Work instructions ▸ Word for word, restate the records that come next, omitting the images.

Records ▸
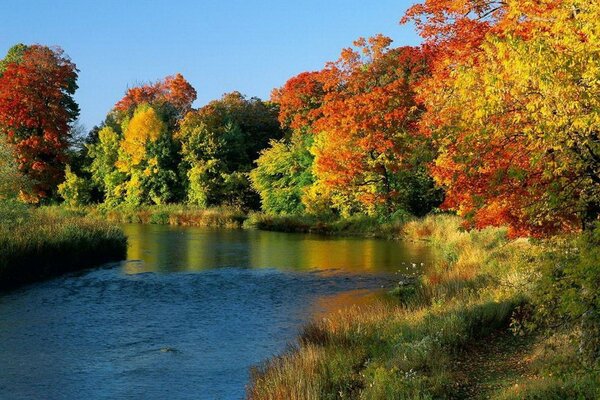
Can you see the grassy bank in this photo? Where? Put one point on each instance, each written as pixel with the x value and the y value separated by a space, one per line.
pixel 40 243
pixel 359 225
pixel 171 214
pixel 483 285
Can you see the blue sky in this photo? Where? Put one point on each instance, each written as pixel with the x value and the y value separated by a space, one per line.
pixel 219 46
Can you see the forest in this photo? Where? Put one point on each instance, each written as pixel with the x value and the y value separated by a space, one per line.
pixel 490 127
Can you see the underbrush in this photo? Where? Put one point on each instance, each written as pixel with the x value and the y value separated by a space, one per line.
pixel 358 225
pixel 43 242
pixel 482 283
pixel 174 214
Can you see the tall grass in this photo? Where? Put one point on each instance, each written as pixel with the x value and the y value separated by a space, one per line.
pixel 408 351
pixel 49 241
pixel 358 225
pixel 173 214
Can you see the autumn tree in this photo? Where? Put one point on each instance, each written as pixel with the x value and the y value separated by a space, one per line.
pixel 219 143
pixel 367 150
pixel 283 173
pixel 133 156
pixel 173 96
pixel 145 159
pixel 516 116
pixel 37 108
pixel 300 100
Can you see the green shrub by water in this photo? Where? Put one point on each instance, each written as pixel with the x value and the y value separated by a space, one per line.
pixel 39 243
pixel 173 214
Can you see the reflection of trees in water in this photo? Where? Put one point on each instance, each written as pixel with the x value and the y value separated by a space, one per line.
pixel 167 248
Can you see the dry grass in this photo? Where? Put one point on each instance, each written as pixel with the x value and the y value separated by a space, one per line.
pixel 49 241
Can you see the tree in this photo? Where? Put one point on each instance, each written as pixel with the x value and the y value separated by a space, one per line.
pixel 219 143
pixel 104 155
pixel 367 141
pixel 11 180
pixel 74 190
pixel 173 96
pixel 146 153
pixel 516 120
pixel 37 108
pixel 283 172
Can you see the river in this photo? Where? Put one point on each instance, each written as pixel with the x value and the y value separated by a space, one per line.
pixel 187 314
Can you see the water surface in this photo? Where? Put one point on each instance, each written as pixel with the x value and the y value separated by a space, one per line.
pixel 187 314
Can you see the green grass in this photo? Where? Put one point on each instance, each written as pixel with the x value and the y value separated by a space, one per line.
pixel 359 225
pixel 48 241
pixel 172 214
pixel 411 350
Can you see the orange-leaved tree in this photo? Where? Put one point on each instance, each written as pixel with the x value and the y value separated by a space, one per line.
pixel 515 115
pixel 37 109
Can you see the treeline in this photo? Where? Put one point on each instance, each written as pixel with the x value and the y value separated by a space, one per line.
pixel 495 116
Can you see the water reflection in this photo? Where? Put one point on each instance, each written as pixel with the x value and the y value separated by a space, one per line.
pixel 158 248
pixel 124 332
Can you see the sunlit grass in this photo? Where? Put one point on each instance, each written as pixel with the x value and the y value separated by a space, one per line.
pixel 49 240
pixel 408 350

Answer for this exercise ▸
Can you see the grassy bank in this photo? Where? Put one point on each instance, each written as pixel with the x value and the y value separated by a space, one per line.
pixel 40 243
pixel 359 225
pixel 171 214
pixel 483 285
Can you see the blue sky in this photo? Where? Put one point on each instance, each written as pixel with the x value and the y value separated by a space, one per line.
pixel 219 46
Can you see the forest in this photo? Where? Put one point on each instance, each written as pixel with the x value and the y value separated by a space, one per line.
pixel 490 127
Can you see the underbrush in this photo? Where? Put one point on each instance, each written as pixel with the x value and the y value separated by a space, one per line.
pixel 358 225
pixel 43 242
pixel 482 283
pixel 174 214
Can you see the tall grass in this photo? Where? Put one point on each instance, each written as pixel with the x value and the y value separated by a space, one per line.
pixel 408 351
pixel 49 241
pixel 358 225
pixel 173 214
Can you see the autumn tree in this photo? Where? Put one point on each instance, each written as pixel with the x value and the y value separated by a space, one per line.
pixel 219 143
pixel 367 150
pixel 283 173
pixel 133 156
pixel 173 96
pixel 145 159
pixel 516 116
pixel 37 108
pixel 300 100
Can you see the green shrub by water in this photo? Where? Put one point on each instance, each written as pixel with the x value and the y value separated by a space, one per line.
pixel 39 243
pixel 173 214
Can you see the reflection of trees in water in this photo? Where? Put one point on each instance, each written as pixel with the x value and the y value separated by a space, one per line.
pixel 167 248
Can you see the dry grass in this photo? Where? Put one point on each instance, each written as pixel with the x value and the y value separated by a space, one per line.
pixel 49 241
Can you see the tree in this photo? Where? Put one point on each instance, each written as pixel with the x value and the y value separated by a space, one per line.
pixel 219 143
pixel 104 155
pixel 367 141
pixel 11 180
pixel 74 190
pixel 173 96
pixel 146 153
pixel 516 120
pixel 37 108
pixel 283 172
Can you see the river in this photo? Where? Put one point on each instance, each written as pixel with the x value and the y value separated by a space, one per line.
pixel 187 314
Can you see the water surface in this photo? Where? Put one point on each instance, each written as pixel with the x value and the y value separated by a space, one per line.
pixel 187 314
Can you see the green grass in this photo? Where? Put one point on each instance, each written as pixel with the x value and the y value separated by a space, one per line.
pixel 359 225
pixel 48 241
pixel 172 214
pixel 411 350
Can you see the orange-leaved tree in this photo? Where? Put one point on each instance, each written as pixel with the x value and the y value separated by a space, one per line.
pixel 515 115
pixel 37 109
Can you see the treeline in this photo? Where? Put one point on each instance, each written as pixel with the x value and the y value separated by a space, one per line.
pixel 495 116
Can you see the water reflection in this photo? Where? Put one point on each instance, each written as pixel with the x value and the y value separated by a space, one per line.
pixel 158 248
pixel 124 332
Can you see the sunlit grass in this photo? Where? Put one point on each instance, each written as pixel with the x value and the y value separated by a space, one per line.
pixel 49 240
pixel 408 350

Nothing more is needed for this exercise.